● **EXCERPTED PASSAGE**
[Start]

Both Toynbee Hall and Oxford House embraced a two-fold agenda.
This included a systematic effort to elevate the urban poor and
to redress social problems in surrounding neighbourhoods, and a
more introspective program that was concerned with the
improvement or advancement of the ‘settlers’ themselves.
While mainstream historiography on these settlements has focused
primarily on their attempts to study, transform and ‘improve’
East End communities, this study shifts attention away from the
campaign aimed directly at the poor in order to explore the
‘making’ of the social reformer as it occurred within these
institutions.
This component of the settlements’ mission was widely
recognised during the era of their creation. Popular
representations of Toynbee Hall and Oxford House as
‘settlements’, ‘colonies’ or ‘labour refuges’ for
gentlemen drew upon reformist discourses and practices that were
typically directed at the urban poor and colonial subjects during
this period. The labour colony was advocated in philanthropic
circles as a training centre where the unemployed could reside
and receive practical education and moral guidance before finding
work in Britain or abroad. Drawing upon the image of a labour
colony, this thesis argues that Toynbee Hall and Oxford House
settlers became the subjects of a parallel educational and
vocational project, though the nature of that project varied
between the settlements in ways that reflected differences
between the ethos of each institution. The chapters that follow
consider the settlements as sites for the cultivation, training
and networking of gentlemen.

[End]

● **DATA**
[Start]

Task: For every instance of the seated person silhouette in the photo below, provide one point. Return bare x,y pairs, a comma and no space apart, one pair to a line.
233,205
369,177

[End]

Revise the settlement passage by writing out everything from "While mainstream historiography" down to "institutions.", with "social reformer" replaced by "philanthropist". The lines have no connection to the settlement passage.

● **FINAL RESULT**
While mainstream historiography on these settlements has focused
primarily on their attempts to study, transform and ‘improve’
East End communities, this study shifts attention away from the
campaign aimed directly at the poor in order to explore the
‘making’ of the philanthropist as it occurred within these
institutions.